** Begin Selected passage **

Capacity Management does the trick
Know your worst failover scenario
Nowadays a datacenter uses 2 or 3 busbars, with 3 feeds each to feed the connected servers. The challenges now is to administrate exactly which feeds from which busbars are connected to each server. General work procedure is that a server is connected to 2x the same feeds from different busbars, so feed A from busbar 1 and feed A from busbar 2. The general practice shows something different in real life. It is easy to make a mistake and it becomes even worse if there are 3 busbars installed.
If a feed in a busbar fails, you have to now which and how others feeds are going to be influenced. Within our DCIM we know exactly what is connected to a busbar and where the failover current is going to go. If a server is connected in an other way then designed, an alarm is generated.

** End Selected passage **

Set task:
In the capacity management text, what happens in the DCIM when a server is connected differently than designed? The records come from a separate source, not from the text on datacenter capacity management.

** Begin Listing **

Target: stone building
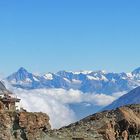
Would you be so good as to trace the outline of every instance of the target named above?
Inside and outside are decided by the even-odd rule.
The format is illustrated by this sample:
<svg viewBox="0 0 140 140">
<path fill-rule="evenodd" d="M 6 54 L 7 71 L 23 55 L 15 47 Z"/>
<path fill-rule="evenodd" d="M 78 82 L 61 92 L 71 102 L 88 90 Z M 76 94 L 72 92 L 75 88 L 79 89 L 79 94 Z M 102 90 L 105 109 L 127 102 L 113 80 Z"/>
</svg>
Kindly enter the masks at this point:
<svg viewBox="0 0 140 140">
<path fill-rule="evenodd" d="M 0 101 L 4 105 L 4 110 L 20 110 L 20 99 L 18 99 L 17 97 L 12 97 L 9 94 L 4 94 L 3 97 L 0 97 Z"/>
</svg>

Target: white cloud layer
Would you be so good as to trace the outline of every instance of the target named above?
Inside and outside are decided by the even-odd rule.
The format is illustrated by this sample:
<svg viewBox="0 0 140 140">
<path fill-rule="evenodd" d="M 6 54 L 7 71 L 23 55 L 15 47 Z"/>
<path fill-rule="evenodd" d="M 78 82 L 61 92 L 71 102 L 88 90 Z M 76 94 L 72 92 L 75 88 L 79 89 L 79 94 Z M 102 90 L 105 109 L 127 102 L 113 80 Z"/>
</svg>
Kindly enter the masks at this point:
<svg viewBox="0 0 140 140">
<path fill-rule="evenodd" d="M 116 99 L 115 94 L 112 96 L 89 94 L 72 89 L 23 90 L 12 88 L 12 90 L 21 99 L 21 106 L 27 111 L 47 113 L 53 128 L 60 128 L 78 119 L 76 112 L 69 107 L 69 104 L 86 102 L 86 104 L 106 106 Z"/>
</svg>

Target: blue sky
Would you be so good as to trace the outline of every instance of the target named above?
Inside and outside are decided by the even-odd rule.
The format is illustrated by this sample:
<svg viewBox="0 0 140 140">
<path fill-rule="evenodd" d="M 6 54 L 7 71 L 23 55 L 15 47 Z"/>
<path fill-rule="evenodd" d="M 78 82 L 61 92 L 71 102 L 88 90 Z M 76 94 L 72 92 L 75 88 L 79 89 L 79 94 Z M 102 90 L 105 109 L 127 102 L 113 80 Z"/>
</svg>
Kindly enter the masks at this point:
<svg viewBox="0 0 140 140">
<path fill-rule="evenodd" d="M 139 0 L 1 0 L 0 72 L 131 71 L 140 66 Z"/>
</svg>

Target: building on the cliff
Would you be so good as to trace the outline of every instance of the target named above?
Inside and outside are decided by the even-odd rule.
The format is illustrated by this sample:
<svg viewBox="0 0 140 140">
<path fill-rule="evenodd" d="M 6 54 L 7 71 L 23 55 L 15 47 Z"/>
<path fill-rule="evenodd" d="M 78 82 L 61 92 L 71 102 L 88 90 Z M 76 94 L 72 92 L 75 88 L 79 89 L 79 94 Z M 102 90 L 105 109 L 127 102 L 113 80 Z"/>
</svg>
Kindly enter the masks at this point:
<svg viewBox="0 0 140 140">
<path fill-rule="evenodd" d="M 9 94 L 4 94 L 3 97 L 0 97 L 0 101 L 3 103 L 5 110 L 20 110 L 20 99 L 18 99 L 17 97 L 12 97 Z"/>
<path fill-rule="evenodd" d="M 2 81 L 0 81 L 0 102 L 3 103 L 4 110 L 20 110 L 20 99 L 7 90 Z"/>
</svg>

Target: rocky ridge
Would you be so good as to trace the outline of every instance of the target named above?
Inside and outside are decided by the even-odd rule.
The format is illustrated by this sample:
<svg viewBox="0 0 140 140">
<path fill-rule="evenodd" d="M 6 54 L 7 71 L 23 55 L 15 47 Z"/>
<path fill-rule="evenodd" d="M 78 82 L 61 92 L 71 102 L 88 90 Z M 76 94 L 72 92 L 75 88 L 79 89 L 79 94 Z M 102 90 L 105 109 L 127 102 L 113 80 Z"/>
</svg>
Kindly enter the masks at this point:
<svg viewBox="0 0 140 140">
<path fill-rule="evenodd" d="M 48 134 L 57 140 L 139 140 L 140 105 L 97 113 Z"/>
<path fill-rule="evenodd" d="M 46 140 L 50 129 L 48 115 L 4 110 L 0 102 L 0 140 Z"/>
</svg>

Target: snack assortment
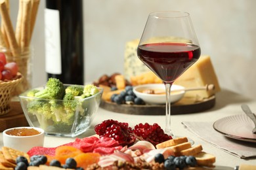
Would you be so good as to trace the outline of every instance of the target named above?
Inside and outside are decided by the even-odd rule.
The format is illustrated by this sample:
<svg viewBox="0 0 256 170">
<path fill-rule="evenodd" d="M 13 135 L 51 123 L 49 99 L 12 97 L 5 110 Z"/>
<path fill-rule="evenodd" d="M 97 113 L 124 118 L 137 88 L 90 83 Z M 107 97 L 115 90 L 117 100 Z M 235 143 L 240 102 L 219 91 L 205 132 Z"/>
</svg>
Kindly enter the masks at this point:
<svg viewBox="0 0 256 170">
<path fill-rule="evenodd" d="M 1 169 L 182 169 L 215 162 L 201 144 L 191 146 L 186 137 L 155 134 L 162 131 L 157 124 L 139 124 L 133 129 L 127 123 L 107 120 L 95 129 L 96 135 L 53 148 L 32 147 L 28 153 L 4 146 Z M 106 135 L 115 129 L 122 131 L 115 137 Z M 142 131 L 147 133 L 140 137 Z M 156 141 L 159 138 L 163 141 Z"/>
</svg>

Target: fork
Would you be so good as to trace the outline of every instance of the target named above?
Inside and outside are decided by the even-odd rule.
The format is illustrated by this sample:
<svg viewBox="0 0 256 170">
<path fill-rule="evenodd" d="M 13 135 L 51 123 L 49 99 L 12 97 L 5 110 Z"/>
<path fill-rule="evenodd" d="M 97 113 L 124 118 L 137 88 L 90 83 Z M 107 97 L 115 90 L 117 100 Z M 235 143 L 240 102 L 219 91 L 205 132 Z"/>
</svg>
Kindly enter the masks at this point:
<svg viewBox="0 0 256 170">
<path fill-rule="evenodd" d="M 254 114 L 247 105 L 243 104 L 241 105 L 242 109 L 253 120 L 255 127 L 253 129 L 253 133 L 256 134 L 256 116 Z"/>
</svg>

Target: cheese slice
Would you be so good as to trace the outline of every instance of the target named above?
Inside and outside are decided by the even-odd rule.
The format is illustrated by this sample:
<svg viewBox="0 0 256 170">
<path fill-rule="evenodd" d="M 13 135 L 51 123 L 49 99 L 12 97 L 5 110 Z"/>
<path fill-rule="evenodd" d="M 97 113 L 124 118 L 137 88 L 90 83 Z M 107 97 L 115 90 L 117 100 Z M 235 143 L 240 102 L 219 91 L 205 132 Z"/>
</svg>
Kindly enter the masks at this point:
<svg viewBox="0 0 256 170">
<path fill-rule="evenodd" d="M 201 56 L 193 65 L 175 81 L 174 84 L 185 88 L 202 87 L 210 84 L 215 86 L 215 89 L 211 91 L 188 91 L 185 94 L 185 97 L 187 97 L 208 98 L 221 91 L 209 56 Z"/>
<path fill-rule="evenodd" d="M 130 80 L 131 76 L 151 71 L 138 58 L 139 43 L 139 39 L 135 39 L 127 42 L 125 44 L 124 76 L 127 80 Z"/>
</svg>

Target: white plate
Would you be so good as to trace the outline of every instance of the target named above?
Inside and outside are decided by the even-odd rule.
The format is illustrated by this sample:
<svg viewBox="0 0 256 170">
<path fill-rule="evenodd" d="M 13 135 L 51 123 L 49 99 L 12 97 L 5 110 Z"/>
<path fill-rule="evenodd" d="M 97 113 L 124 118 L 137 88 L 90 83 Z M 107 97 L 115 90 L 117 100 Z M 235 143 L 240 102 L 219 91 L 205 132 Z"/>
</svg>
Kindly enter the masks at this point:
<svg viewBox="0 0 256 170">
<path fill-rule="evenodd" d="M 226 137 L 256 143 L 256 134 L 251 131 L 253 128 L 253 121 L 245 114 L 224 117 L 213 124 L 213 128 Z"/>
<path fill-rule="evenodd" d="M 142 91 L 147 89 L 161 89 L 165 92 L 165 87 L 162 84 L 145 84 L 133 87 L 133 92 L 136 96 L 141 98 L 147 104 L 165 104 L 166 103 L 165 94 L 148 94 L 142 93 Z M 171 103 L 173 103 L 183 97 L 185 94 L 184 88 L 181 86 L 173 84 L 171 86 L 171 91 L 181 90 L 182 91 L 171 92 Z"/>
</svg>

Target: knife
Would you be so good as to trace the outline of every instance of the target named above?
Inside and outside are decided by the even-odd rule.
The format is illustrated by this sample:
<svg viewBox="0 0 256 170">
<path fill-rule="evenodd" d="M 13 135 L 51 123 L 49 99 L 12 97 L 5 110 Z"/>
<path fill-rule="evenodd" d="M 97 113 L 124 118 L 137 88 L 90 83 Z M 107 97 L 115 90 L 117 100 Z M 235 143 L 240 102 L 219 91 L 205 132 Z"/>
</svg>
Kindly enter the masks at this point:
<svg viewBox="0 0 256 170">
<path fill-rule="evenodd" d="M 253 120 L 255 127 L 253 129 L 253 133 L 256 133 L 256 116 L 254 114 L 247 105 L 241 105 L 242 109 L 244 110 L 244 112 L 246 114 L 248 117 L 249 117 L 251 120 Z"/>
<path fill-rule="evenodd" d="M 213 166 L 213 167 L 202 167 L 200 169 L 198 169 L 198 170 L 207 170 L 207 169 L 213 169 L 213 170 L 255 170 L 256 165 L 245 165 L 241 164 L 239 166 L 236 166 L 234 167 L 227 167 L 227 166 Z"/>
</svg>

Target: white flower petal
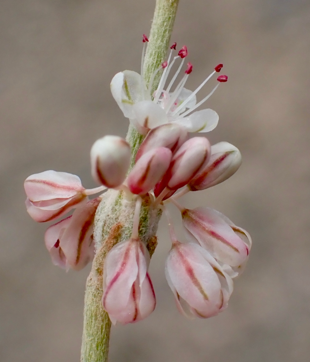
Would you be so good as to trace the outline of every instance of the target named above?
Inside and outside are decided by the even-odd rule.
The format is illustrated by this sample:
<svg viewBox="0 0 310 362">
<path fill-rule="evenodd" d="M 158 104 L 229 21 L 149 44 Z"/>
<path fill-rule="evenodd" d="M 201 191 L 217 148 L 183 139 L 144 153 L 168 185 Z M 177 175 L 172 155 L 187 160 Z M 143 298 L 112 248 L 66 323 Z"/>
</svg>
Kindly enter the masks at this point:
<svg viewBox="0 0 310 362">
<path fill-rule="evenodd" d="M 137 122 L 146 128 L 154 128 L 169 122 L 166 112 L 151 101 L 139 102 L 133 109 Z"/>
<path fill-rule="evenodd" d="M 190 132 L 209 132 L 217 126 L 218 119 L 216 112 L 208 108 L 194 112 L 188 117 L 178 118 L 175 122 L 184 126 Z"/>
<path fill-rule="evenodd" d="M 114 99 L 124 115 L 127 118 L 134 118 L 133 105 L 144 99 L 150 99 L 144 81 L 136 72 L 125 70 L 118 73 L 113 77 L 110 87 Z"/>
</svg>

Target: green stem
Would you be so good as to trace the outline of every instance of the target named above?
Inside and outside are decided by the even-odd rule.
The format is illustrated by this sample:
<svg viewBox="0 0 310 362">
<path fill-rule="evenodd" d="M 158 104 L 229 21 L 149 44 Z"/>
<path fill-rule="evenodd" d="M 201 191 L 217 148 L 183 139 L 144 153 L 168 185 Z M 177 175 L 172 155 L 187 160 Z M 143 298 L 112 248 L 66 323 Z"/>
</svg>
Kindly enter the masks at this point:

** End Listing **

Task result:
An alarm is generated.